What a snippy little rant! The closest thing I could find to an argument buried in there was "OA Journals aren't wildly successful right now, so they won't ever be." This is the closest I've seen someone come yet to Godwin-ing an OA discussion.
- Mr. Gunn
I try to look at these things as a way to test the model. This guy (?) seems bright enough, so when I have the energy it's worth going a few rounds -- I've drunk pretty deep of the Open Kool Aid, so there are going to be things I won't see clearly, and stuff like this helps me keep perspective. That said, I haven't got the energy right now so I've marked this one "read later". :-)
- Bill Hooker
I'll summarize it for you, Bill. "I don't think OA will work because: 1. It's not working now. 2. All OA journals are low impact factor and will remain that way. 3. Publishing is expensive, so no publisher in his right mind would let people get articles for free."
- Mr. Gunn
from IM
Or more fundamentally "I don't think OA will work because: 1) I define _work_ as: must do exactly the stuff Toll Access does today which includes having an exorbitant, cross subsidized business model"
- Anders Norgaard
I agree with the broad thrust of his argument, but I would suggest that the conclusion should be that OA publishers have to find a model that can support high-impact journals. PLoS seems to be going in the right direction.
- Bob O'Hara
I think post publication sorting is the better model for OA high impact classification - like "Frontiers" http://www.frontiersin.org/aboutfr... - there is little reason to incur heavy editing costs up front
- Anders Norgaard
+1 Anders; I like the PLoS ONE/BMC Res Notes model myself, where upfront editorial decisions are limited to scientific and ethical soundness, without reference to impact/sexiness/trying to predict the future. What OA adds to that is the possibility of rich and varied post-publication metrics and sorting, which TA makes impossible (except under the Thomson Reuters all-your-metrics-are-belong-to-u$ model).
- Bill Hooker
Post-publication sorting would be a pain for me - I want to read good papers when they are published. Plus I want to read papers that are good rather than sexy. In practice "good" includes assessments such as importance of the results to the rest of science.
- Bob O'Hara
For me, his position was summed up by one of his comments on the first post "We have to have high impact journals, and people have to be paid to edit them". For me the question is "Can we afford the cost of producing high impact journals" and indeed pace Bob "can we afford not to"? Must...write.....blog...post....
- Cameron Neylon
Don't understand "pace Bob" in this context -- Bob would seem to be arguing FOR the idea that we can't afford not to...?
- Bill Hooker
err yes, that's kind of what I mean in as much as I ought to phrase the question both ways to keep him quiet...yes, kind of backwards usage I admit
- Cameron Neylon
@Bob If good papers could be published sooner with less up-front review, would it not be fair to let people who want to read them ASAP do so? And let others who want more filtering wait? And do professional editors have an especially impressive record for predicting importance? Could such a judgement not be applied post publication (F1000)?

_ _ _

## Tasks to complete:
1. Retype the open access thread from "What a snippy" down to "an OA discussion.".
2. Sum up the open access thread in two sentences.

Spatial annotation records:
_ _ _

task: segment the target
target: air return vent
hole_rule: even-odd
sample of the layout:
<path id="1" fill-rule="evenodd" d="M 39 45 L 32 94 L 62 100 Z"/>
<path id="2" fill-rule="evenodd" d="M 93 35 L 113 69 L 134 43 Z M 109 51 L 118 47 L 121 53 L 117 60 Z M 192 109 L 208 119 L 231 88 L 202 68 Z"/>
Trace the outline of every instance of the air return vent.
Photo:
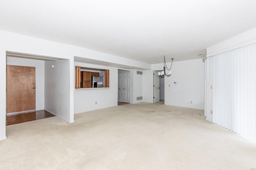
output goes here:
<path id="1" fill-rule="evenodd" d="M 142 72 L 140 71 L 137 71 L 137 74 L 142 75 Z"/>
<path id="2" fill-rule="evenodd" d="M 137 100 L 142 100 L 142 96 L 140 96 L 137 97 Z"/>

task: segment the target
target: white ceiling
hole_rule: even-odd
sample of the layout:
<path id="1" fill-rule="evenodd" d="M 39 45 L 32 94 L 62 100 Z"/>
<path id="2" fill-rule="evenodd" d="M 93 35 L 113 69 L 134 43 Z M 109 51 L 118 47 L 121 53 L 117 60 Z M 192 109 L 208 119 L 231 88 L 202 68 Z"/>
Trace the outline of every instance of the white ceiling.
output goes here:
<path id="1" fill-rule="evenodd" d="M 256 9 L 255 0 L 1 0 L 0 29 L 158 63 L 203 58 L 256 27 Z"/>

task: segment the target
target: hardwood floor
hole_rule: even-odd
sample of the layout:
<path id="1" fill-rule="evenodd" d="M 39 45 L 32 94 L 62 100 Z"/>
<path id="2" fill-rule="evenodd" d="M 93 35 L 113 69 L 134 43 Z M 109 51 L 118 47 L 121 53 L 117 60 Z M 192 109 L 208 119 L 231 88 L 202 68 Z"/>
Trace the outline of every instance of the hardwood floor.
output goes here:
<path id="1" fill-rule="evenodd" d="M 6 115 L 6 125 L 55 116 L 44 110 L 16 115 Z"/>

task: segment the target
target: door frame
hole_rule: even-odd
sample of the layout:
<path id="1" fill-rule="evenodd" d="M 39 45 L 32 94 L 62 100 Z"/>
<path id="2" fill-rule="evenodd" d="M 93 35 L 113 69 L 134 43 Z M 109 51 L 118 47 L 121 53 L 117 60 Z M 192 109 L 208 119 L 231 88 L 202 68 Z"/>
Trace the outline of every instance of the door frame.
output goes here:
<path id="1" fill-rule="evenodd" d="M 129 82 L 128 84 L 126 84 L 127 85 L 128 85 L 129 86 L 129 90 L 128 91 L 128 95 L 129 96 L 129 100 L 128 100 L 127 101 L 123 101 L 122 100 L 120 100 L 119 98 L 119 89 L 120 89 L 120 87 L 119 87 L 119 73 L 120 72 L 129 72 L 129 74 L 130 74 L 130 78 L 129 80 L 130 80 L 129 81 Z M 131 90 L 131 74 L 130 74 L 131 72 L 130 70 L 121 70 L 121 69 L 118 69 L 118 96 L 117 96 L 117 100 L 118 100 L 118 102 L 124 102 L 124 103 L 130 103 L 130 101 L 131 101 L 131 99 L 130 99 L 130 90 Z"/>
<path id="2" fill-rule="evenodd" d="M 36 67 L 35 66 L 21 66 L 21 65 L 12 65 L 12 64 L 6 64 L 6 115 L 12 115 L 12 114 L 19 114 L 19 113 L 27 113 L 27 112 L 32 112 L 32 111 L 36 111 Z M 8 92 L 10 92 L 10 91 L 13 91 L 13 90 L 12 90 L 12 89 L 8 89 L 8 88 L 9 87 L 8 86 L 8 67 L 10 68 L 10 69 L 11 69 L 11 67 L 13 66 L 13 67 L 17 67 L 17 68 L 15 68 L 15 70 L 17 69 L 19 69 L 19 68 L 20 68 L 20 69 L 25 69 L 25 68 L 30 68 L 30 69 L 32 69 L 32 70 L 33 70 L 32 72 L 31 72 L 31 73 L 32 74 L 32 76 L 34 77 L 34 81 L 32 81 L 32 82 L 33 82 L 32 83 L 31 82 L 31 84 L 30 85 L 28 85 L 28 84 L 24 84 L 25 86 L 26 86 L 26 85 L 27 86 L 25 86 L 25 87 L 27 87 L 27 88 L 31 88 L 31 89 L 30 89 L 31 90 L 33 90 L 34 91 L 34 92 L 32 92 L 33 93 L 33 98 L 34 98 L 34 99 L 33 101 L 30 101 L 29 103 L 30 103 L 31 102 L 33 102 L 33 104 L 32 105 L 34 106 L 34 107 L 33 107 L 33 106 L 32 106 L 32 107 L 33 107 L 33 108 L 34 109 L 26 109 L 26 110 L 21 110 L 21 111 L 18 111 L 18 110 L 16 110 L 16 111 L 14 111 L 14 112 L 11 112 L 10 113 L 8 113 L 8 102 L 11 102 L 12 101 L 8 101 Z M 14 75 L 15 76 L 15 75 Z M 29 80 L 30 78 L 28 78 L 28 79 Z M 33 84 L 32 84 L 33 83 Z M 24 86 L 22 86 L 22 87 L 24 87 Z M 28 90 L 28 88 L 27 88 L 26 90 L 25 91 L 27 91 L 27 90 Z M 30 93 L 28 93 L 28 94 Z M 31 96 L 32 97 L 32 96 Z M 26 99 L 26 98 L 25 98 L 25 99 Z M 15 101 L 17 101 L 17 100 L 16 100 Z M 23 103 L 21 103 L 20 104 L 21 104 L 22 105 L 23 105 L 24 104 L 24 102 L 23 102 Z M 32 107 L 30 108 L 30 109 L 32 109 Z M 24 108 L 23 107 L 22 107 L 23 108 L 23 109 L 24 109 Z M 22 110 L 23 110 L 24 109 L 22 109 Z M 10 109 L 9 109 L 10 110 Z"/>
<path id="3" fill-rule="evenodd" d="M 160 101 L 160 98 L 161 98 L 161 93 L 160 93 L 160 90 L 159 90 L 159 101 L 158 101 L 158 102 L 155 102 L 155 98 L 154 98 L 154 96 L 155 96 L 155 74 L 156 74 L 156 75 L 158 75 L 158 72 L 161 72 L 162 71 L 163 71 L 162 70 L 154 70 L 153 71 L 153 103 L 157 103 L 158 102 L 159 102 Z M 163 78 L 159 78 L 159 88 L 160 88 L 160 78 L 165 78 L 165 77 L 164 76 Z"/>

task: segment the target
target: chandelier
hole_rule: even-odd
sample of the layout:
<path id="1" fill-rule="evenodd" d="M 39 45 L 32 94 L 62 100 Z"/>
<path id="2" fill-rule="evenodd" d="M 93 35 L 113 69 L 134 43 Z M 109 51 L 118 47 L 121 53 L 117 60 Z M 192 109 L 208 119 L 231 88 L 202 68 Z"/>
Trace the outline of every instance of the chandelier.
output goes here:
<path id="1" fill-rule="evenodd" d="M 174 59 L 172 59 L 172 64 L 171 64 L 171 66 L 170 68 L 168 68 L 168 67 L 166 65 L 166 62 L 165 61 L 165 56 L 164 56 L 164 71 L 162 71 L 161 72 L 158 72 L 158 76 L 167 76 L 167 77 L 169 77 L 172 74 L 172 72 L 171 72 L 171 68 L 172 68 L 172 61 Z M 165 68 L 166 68 L 166 70 Z"/>

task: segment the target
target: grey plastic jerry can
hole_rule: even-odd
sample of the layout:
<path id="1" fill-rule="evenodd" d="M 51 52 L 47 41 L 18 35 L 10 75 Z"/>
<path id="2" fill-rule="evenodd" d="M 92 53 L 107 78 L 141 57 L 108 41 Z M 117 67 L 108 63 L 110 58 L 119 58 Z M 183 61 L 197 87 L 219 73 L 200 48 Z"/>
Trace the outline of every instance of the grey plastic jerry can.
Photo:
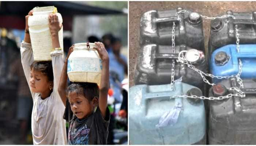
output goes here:
<path id="1" fill-rule="evenodd" d="M 129 90 L 131 144 L 205 144 L 203 101 L 172 95 L 202 95 L 199 88 L 181 82 L 171 91 L 169 84 L 137 85 Z"/>

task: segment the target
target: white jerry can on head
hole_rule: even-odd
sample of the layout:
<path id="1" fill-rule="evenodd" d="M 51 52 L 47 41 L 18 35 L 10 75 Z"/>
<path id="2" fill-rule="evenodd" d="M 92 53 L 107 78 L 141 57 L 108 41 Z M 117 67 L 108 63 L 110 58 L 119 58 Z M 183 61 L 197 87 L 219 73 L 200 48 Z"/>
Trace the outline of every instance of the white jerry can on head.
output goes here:
<path id="1" fill-rule="evenodd" d="M 90 82 L 99 85 L 102 61 L 94 43 L 75 44 L 68 60 L 67 73 L 70 81 Z"/>
<path id="2" fill-rule="evenodd" d="M 52 36 L 49 27 L 48 15 L 56 14 L 59 21 L 62 23 L 61 15 L 57 12 L 54 6 L 35 7 L 33 9 L 33 15 L 29 17 L 28 24 L 33 55 L 35 61 L 52 60 L 50 53 L 53 47 Z M 59 39 L 60 47 L 63 51 L 63 26 L 59 32 Z"/>

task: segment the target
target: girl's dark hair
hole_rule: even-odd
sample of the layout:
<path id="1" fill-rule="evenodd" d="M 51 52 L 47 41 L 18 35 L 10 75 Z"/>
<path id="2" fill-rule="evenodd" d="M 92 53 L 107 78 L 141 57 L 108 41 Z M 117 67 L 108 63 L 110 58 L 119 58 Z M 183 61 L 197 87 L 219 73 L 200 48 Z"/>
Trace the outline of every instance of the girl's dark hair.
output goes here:
<path id="1" fill-rule="evenodd" d="M 99 87 L 96 83 L 74 82 L 68 87 L 66 94 L 68 95 L 69 93 L 75 92 L 78 95 L 82 94 L 90 101 L 94 97 L 99 97 Z"/>
<path id="2" fill-rule="evenodd" d="M 35 61 L 30 65 L 30 70 L 34 70 L 42 72 L 47 76 L 49 81 L 53 81 L 53 72 L 51 61 Z"/>

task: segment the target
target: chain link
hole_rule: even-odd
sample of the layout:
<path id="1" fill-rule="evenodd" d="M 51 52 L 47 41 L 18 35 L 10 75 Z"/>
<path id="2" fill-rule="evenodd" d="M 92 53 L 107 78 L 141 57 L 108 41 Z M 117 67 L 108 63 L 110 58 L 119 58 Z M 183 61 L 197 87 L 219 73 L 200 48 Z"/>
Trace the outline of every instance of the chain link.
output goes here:
<path id="1" fill-rule="evenodd" d="M 182 9 L 182 10 L 180 11 L 179 11 L 177 12 L 176 13 L 176 16 L 178 16 L 178 15 L 180 13 L 185 13 L 185 12 L 189 12 L 185 9 Z M 201 17 L 202 18 L 206 19 L 211 19 L 211 20 L 214 20 L 215 19 L 217 18 L 219 18 L 219 19 L 222 19 L 222 18 L 227 18 L 229 17 L 232 17 L 233 19 L 236 19 L 236 17 L 235 17 L 234 16 L 234 15 L 222 15 L 221 16 L 217 16 L 216 17 L 208 17 L 207 16 L 204 16 L 203 15 L 200 15 L 200 16 L 201 16 Z"/>
<path id="2" fill-rule="evenodd" d="M 188 12 L 185 9 L 182 9 L 182 10 L 181 10 L 178 12 L 177 12 L 176 13 L 176 15 L 175 15 L 175 16 L 178 16 L 178 14 L 179 14 L 180 13 L 184 13 L 187 12 Z"/>
<path id="3" fill-rule="evenodd" d="M 174 54 L 175 53 L 175 23 L 173 22 L 173 29 L 172 31 L 172 53 Z M 175 60 L 172 59 L 173 63 L 171 69 L 171 91 L 173 91 L 174 89 L 174 76 L 175 74 L 174 72 L 174 66 L 175 66 Z"/>
<path id="4" fill-rule="evenodd" d="M 232 18 L 233 18 L 233 19 L 236 19 L 236 18 L 233 15 L 222 15 L 220 16 L 217 16 L 217 17 L 208 17 L 206 16 L 203 16 L 203 15 L 200 15 L 201 17 L 203 17 L 203 18 L 206 19 L 211 19 L 211 20 L 214 20 L 215 19 L 217 18 L 219 18 L 219 19 L 222 19 L 222 18 L 227 18 L 229 17 L 231 17 Z"/>
<path id="5" fill-rule="evenodd" d="M 237 24 L 236 24 L 235 26 L 235 29 L 236 29 L 236 35 L 237 38 L 237 52 L 240 52 L 240 45 L 239 45 L 239 34 L 238 33 L 238 29 L 237 29 Z"/>
<path id="6" fill-rule="evenodd" d="M 185 12 L 188 12 L 186 10 L 183 9 L 180 11 L 176 13 L 176 16 L 177 16 L 180 13 L 183 13 Z M 217 17 L 208 17 L 206 16 L 203 16 L 202 15 L 200 15 L 200 16 L 202 18 L 214 20 L 217 18 L 222 19 L 224 18 L 228 18 L 229 17 L 231 17 L 233 19 L 235 19 L 236 18 L 233 15 L 225 15 L 221 16 L 217 16 Z M 172 53 L 175 53 L 175 43 L 174 41 L 175 38 L 175 22 L 173 22 L 173 28 L 172 30 Z M 238 52 L 239 52 L 240 51 L 240 45 L 239 45 L 240 39 L 239 38 L 239 34 L 238 33 L 238 29 L 237 29 L 237 25 L 236 25 L 235 26 L 235 28 L 236 29 L 236 36 L 237 39 L 236 44 L 237 44 L 237 50 Z M 215 76 L 213 74 L 211 74 L 209 73 L 206 73 L 203 72 L 199 70 L 199 69 L 197 69 L 194 65 L 192 64 L 189 63 L 188 62 L 187 60 L 185 58 L 184 56 L 184 54 L 181 53 L 181 56 L 179 54 L 179 57 L 178 57 L 178 59 L 177 60 L 177 62 L 181 62 L 181 63 L 185 64 L 187 65 L 189 68 L 191 69 L 195 70 L 197 73 L 199 73 L 202 78 L 203 78 L 203 81 L 210 85 L 212 86 L 215 85 L 215 84 L 214 83 L 211 83 L 208 80 L 206 79 L 205 76 L 209 77 L 212 78 L 216 78 L 219 79 L 228 79 L 231 77 L 236 77 L 237 78 L 237 82 L 239 84 L 240 87 L 239 89 L 241 88 L 244 88 L 244 85 L 242 84 L 242 80 L 240 77 L 240 76 L 242 73 L 242 61 L 241 61 L 241 59 L 238 59 L 238 61 L 239 62 L 239 71 L 238 73 L 237 74 L 233 74 L 229 76 Z M 173 59 L 173 63 L 171 69 L 171 90 L 173 91 L 174 89 L 174 76 L 175 74 L 174 72 L 174 66 L 175 65 L 175 61 L 174 59 Z M 240 90 L 237 89 L 235 87 L 231 87 L 228 89 L 230 91 L 234 91 L 235 90 L 238 93 L 233 94 L 229 94 L 225 96 L 221 96 L 218 97 L 207 97 L 204 96 L 197 96 L 195 95 L 193 95 L 192 96 L 189 96 L 187 95 L 174 95 L 173 96 L 170 96 L 171 98 L 177 98 L 177 97 L 184 97 L 184 98 L 199 98 L 201 99 L 208 99 L 209 100 L 222 100 L 225 99 L 229 98 L 232 97 L 233 96 L 236 96 L 240 97 L 244 97 L 245 96 L 245 95 L 244 93 Z"/>
<path id="7" fill-rule="evenodd" d="M 205 97 L 204 96 L 197 96 L 196 95 L 192 95 L 189 96 L 187 95 L 173 95 L 170 96 L 170 98 L 177 98 L 177 97 L 183 97 L 183 98 L 199 98 L 201 99 L 208 99 L 208 100 L 221 100 L 223 99 L 229 98 L 233 96 L 240 97 L 241 98 L 243 98 L 245 97 L 245 95 L 243 92 L 237 89 L 235 87 L 231 87 L 228 89 L 230 91 L 235 90 L 239 93 L 235 94 L 229 94 L 225 96 L 221 96 L 219 97 Z"/>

_ _ _

## Answers to the exercises:
1.
What a snippy little rant! The closest thing I could find to an argument buried in there was "OA Journals aren't wildly successful right now, so they won't ever be." This is the closest I've seen someone come yet to Godwin-ing an OA discussion.

2. The commenters respond to a rant arguing that open access won't work because it isn't working now, open access journals have low impact factors, and publishing is too expensive to give articles away free. Bob O'Hara says open access publishers need a model that can support high-impact journals, while Anders Norgaard and Bill Hooker favor post-publication sorting, which Bob O'Hara finds a pain because he wants to read good papers when they are published.